Could you reproduce every item below word for word, leaving the pictures out of your answer?

-------------------------

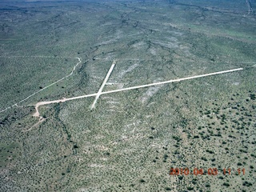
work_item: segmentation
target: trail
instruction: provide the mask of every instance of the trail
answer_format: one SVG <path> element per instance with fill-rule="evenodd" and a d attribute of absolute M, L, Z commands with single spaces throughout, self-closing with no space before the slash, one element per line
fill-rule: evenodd
<path fill-rule="evenodd" d="M 13 57 L 19 57 L 19 56 L 13 56 Z M 24 58 L 24 57 L 30 57 L 30 58 L 54 58 L 54 57 L 47 57 L 47 56 L 20 56 L 20 57 L 23 57 L 23 58 Z M 64 58 L 64 57 L 54 57 L 54 58 Z M 68 57 L 66 57 L 66 58 L 68 58 Z M 22 103 L 22 102 L 25 102 L 26 100 L 27 100 L 27 99 L 29 99 L 30 98 L 33 97 L 34 95 L 40 93 L 41 91 L 42 91 L 42 90 L 46 90 L 46 89 L 52 86 L 54 86 L 54 84 L 56 84 L 56 83 L 62 81 L 63 79 L 65 79 L 65 78 L 71 76 L 71 75 L 73 74 L 74 71 L 75 70 L 76 67 L 77 67 L 77 66 L 81 63 L 81 62 L 82 62 L 82 60 L 81 60 L 80 58 L 75 58 L 78 59 L 78 62 L 73 67 L 73 70 L 72 70 L 72 71 L 71 71 L 71 73 L 70 73 L 70 74 L 68 74 L 68 75 L 65 76 L 64 78 L 62 78 L 61 79 L 58 79 L 58 81 L 51 83 L 50 85 L 46 86 L 43 87 L 42 89 L 41 89 L 41 90 L 34 92 L 34 94 L 30 94 L 30 96 L 26 97 L 26 98 L 22 99 L 22 101 L 20 101 L 20 102 L 17 102 L 17 103 L 12 105 L 12 106 L 10 106 L 6 107 L 6 109 L 1 110 L 0 113 L 4 112 L 5 110 L 8 110 L 8 109 L 10 109 L 10 108 L 11 108 L 11 107 L 18 106 L 18 104 Z"/>
<path fill-rule="evenodd" d="M 105 78 L 101 87 L 99 88 L 99 90 L 98 90 L 98 91 L 97 93 L 97 95 L 95 97 L 94 102 L 93 105 L 91 106 L 90 110 L 92 110 L 92 109 L 94 109 L 95 107 L 97 100 L 98 99 L 99 96 L 101 95 L 101 94 L 102 92 L 102 90 L 103 90 L 103 88 L 105 86 L 105 84 L 106 83 L 107 80 L 109 79 L 109 78 L 110 78 L 110 74 L 112 73 L 112 70 L 114 70 L 115 63 L 116 63 L 116 60 L 114 60 L 114 62 L 113 62 L 109 71 L 107 72 L 107 74 L 106 75 L 106 78 Z"/>
<path fill-rule="evenodd" d="M 112 66 L 113 66 L 113 64 L 112 64 Z M 112 66 L 111 66 L 111 68 L 112 68 Z M 113 68 L 114 68 L 114 66 L 113 66 Z M 109 72 L 110 71 L 110 74 L 112 72 L 112 70 L 109 70 Z M 96 94 L 85 94 L 85 95 L 82 95 L 82 96 L 78 96 L 78 97 L 73 97 L 73 98 L 62 98 L 62 99 L 58 99 L 58 100 L 54 100 L 54 101 L 49 101 L 49 102 L 38 102 L 35 105 L 34 108 L 35 108 L 36 112 L 35 112 L 35 114 L 33 114 L 33 116 L 34 117 L 40 117 L 40 114 L 39 114 L 39 111 L 38 111 L 38 107 L 40 106 L 44 106 L 44 105 L 48 105 L 48 104 L 52 104 L 52 103 L 64 102 L 67 102 L 67 101 L 70 101 L 70 100 L 75 100 L 75 99 L 78 99 L 78 98 L 89 98 L 89 97 L 94 97 L 94 96 L 98 97 L 99 95 L 102 95 L 102 94 L 108 94 L 117 93 L 117 92 L 121 92 L 121 91 L 126 91 L 126 90 L 145 88 L 145 87 L 149 87 L 149 86 L 159 86 L 159 85 L 170 83 L 170 82 L 181 82 L 181 81 L 185 81 L 185 80 L 189 80 L 189 79 L 193 79 L 193 78 L 203 78 L 203 77 L 216 75 L 216 74 L 221 74 L 231 73 L 231 72 L 242 70 L 243 70 L 243 68 L 238 68 L 238 69 L 229 70 L 222 70 L 222 71 L 210 73 L 210 74 L 206 74 L 195 75 L 195 76 L 188 77 L 188 78 L 178 78 L 178 79 L 173 79 L 173 80 L 169 80 L 169 81 L 165 81 L 165 82 L 150 83 L 150 84 L 131 86 L 131 87 L 127 87 L 127 88 L 123 88 L 123 89 L 119 89 L 119 90 L 109 90 L 109 91 L 106 91 L 106 92 L 99 92 L 98 91 Z M 103 85 L 103 83 L 102 83 L 102 85 Z"/>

-------------------------

■ EXERCISE SOLUTION
work_item: segmentation
target: trail
instruction: provide the mask of every instance of the trail
answer_format: one SVG <path> element per instance with fill-rule="evenodd" and a d attribute of absolute M, L, Z commands with single spaces throughout, self-closing with no space before the slash, one element per line
fill-rule: evenodd
<path fill-rule="evenodd" d="M 13 57 L 19 57 L 19 56 L 13 56 Z M 24 58 L 24 57 L 30 57 L 30 58 L 54 58 L 54 57 L 47 57 L 47 56 L 20 56 L 20 57 L 23 57 L 23 58 Z M 64 58 L 64 57 L 54 57 L 54 58 Z M 68 57 L 66 57 L 66 58 L 68 58 Z M 22 103 L 22 102 L 25 102 L 26 100 L 27 100 L 27 99 L 29 99 L 30 98 L 33 97 L 34 95 L 40 93 L 41 91 L 42 91 L 42 90 L 46 90 L 46 89 L 52 86 L 54 86 L 54 84 L 56 84 L 56 83 L 62 81 L 63 79 L 65 79 L 65 78 L 71 76 L 71 75 L 73 74 L 74 71 L 75 70 L 76 67 L 77 67 L 77 66 L 81 63 L 81 62 L 82 62 L 82 60 L 81 60 L 80 58 L 75 58 L 78 59 L 78 62 L 73 67 L 73 70 L 72 70 L 72 71 L 71 71 L 71 73 L 70 73 L 70 74 L 68 74 L 68 75 L 65 76 L 64 78 L 62 78 L 61 79 L 58 79 L 58 81 L 51 83 L 50 85 L 46 86 L 43 87 L 42 89 L 41 89 L 41 90 L 34 92 L 34 94 L 30 94 L 30 96 L 26 97 L 26 98 L 22 99 L 22 101 L 20 101 L 20 102 L 17 102 L 17 103 L 12 105 L 12 106 L 10 106 L 6 107 L 6 109 L 1 110 L 0 113 L 4 112 L 5 110 L 8 110 L 8 109 L 10 109 L 10 108 L 11 108 L 11 107 L 18 106 L 18 104 Z"/>
<path fill-rule="evenodd" d="M 105 78 L 101 87 L 99 88 L 99 90 L 98 90 L 98 91 L 97 93 L 97 95 L 95 97 L 94 102 L 93 105 L 91 106 L 90 110 L 92 110 L 92 109 L 94 109 L 95 107 L 97 100 L 98 99 L 99 96 L 101 95 L 101 94 L 102 92 L 102 90 L 103 90 L 103 88 L 105 86 L 105 84 L 106 83 L 107 80 L 109 79 L 109 78 L 110 78 L 110 74 L 112 73 L 112 70 L 114 70 L 115 63 L 116 63 L 116 60 L 114 60 L 114 62 L 113 62 L 109 71 L 107 72 L 107 74 L 106 75 L 106 78 Z"/>
<path fill-rule="evenodd" d="M 112 66 L 113 66 L 113 64 L 112 64 Z M 112 66 L 111 66 L 111 68 L 112 68 Z M 113 68 L 114 68 L 114 66 L 113 66 Z M 109 72 L 110 71 L 110 74 L 112 72 L 112 70 L 109 70 Z M 96 94 L 85 94 L 85 95 L 82 95 L 82 96 L 78 96 L 78 97 L 73 97 L 73 98 L 62 98 L 62 99 L 58 99 L 58 100 L 54 100 L 54 101 L 49 101 L 49 102 L 38 102 L 35 105 L 34 108 L 35 108 L 36 112 L 35 112 L 35 114 L 33 114 L 33 116 L 34 117 L 40 117 L 40 114 L 39 114 L 39 111 L 38 111 L 38 107 L 40 106 L 44 106 L 44 105 L 48 105 L 48 104 L 52 104 L 52 103 L 64 102 L 67 102 L 67 101 L 70 101 L 70 100 L 75 100 L 75 99 L 78 99 L 78 98 L 89 98 L 89 97 L 94 97 L 94 96 L 98 97 L 99 95 L 102 95 L 102 94 L 108 94 L 117 93 L 117 92 L 121 92 L 121 91 L 126 91 L 126 90 L 145 88 L 145 87 L 149 87 L 149 86 L 159 86 L 159 85 L 170 83 L 170 82 L 181 82 L 181 81 L 185 81 L 185 80 L 189 80 L 189 79 L 193 79 L 193 78 L 203 78 L 203 77 L 216 75 L 216 74 L 221 74 L 231 73 L 231 72 L 242 70 L 243 70 L 243 68 L 238 68 L 238 69 L 229 70 L 222 70 L 222 71 L 210 73 L 210 74 L 206 74 L 195 75 L 195 76 L 188 77 L 188 78 L 178 78 L 178 79 L 173 79 L 173 80 L 169 80 L 169 81 L 165 81 L 165 82 L 150 83 L 150 84 L 131 86 L 131 87 L 127 87 L 127 88 L 123 88 L 123 89 L 119 89 L 119 90 L 109 90 L 109 91 L 106 91 L 106 92 L 99 92 L 98 91 Z M 103 85 L 103 83 L 102 83 L 102 85 Z"/>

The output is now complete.